> [PROMPT] Reproduce the data below with every occurrence of "apiece" switched to "each" and all other text left unchanged.

> [STORED RECORDS]
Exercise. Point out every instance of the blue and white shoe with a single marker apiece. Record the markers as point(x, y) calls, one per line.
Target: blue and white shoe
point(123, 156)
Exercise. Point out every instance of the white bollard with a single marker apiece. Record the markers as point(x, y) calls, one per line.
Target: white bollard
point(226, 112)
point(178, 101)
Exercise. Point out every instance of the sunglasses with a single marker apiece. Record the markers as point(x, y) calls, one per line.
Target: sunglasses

> [CORRECT OUTPUT]
Exercise. Point out every instance of the blue and white shoe with a single marker each. Record the markers as point(x, y) calls, one per line.
Target: blue and white shoe
point(123, 156)
Exercise. Point out every instance of the white bollard with a single marker each. Record the markers as point(x, y) calls, one per line.
Target: white bollard
point(226, 112)
point(178, 101)
Exercise. Point out every instance of the sunglasses with a single marker each. Record the markers as point(x, y) calls, one per line.
Target: sunglasses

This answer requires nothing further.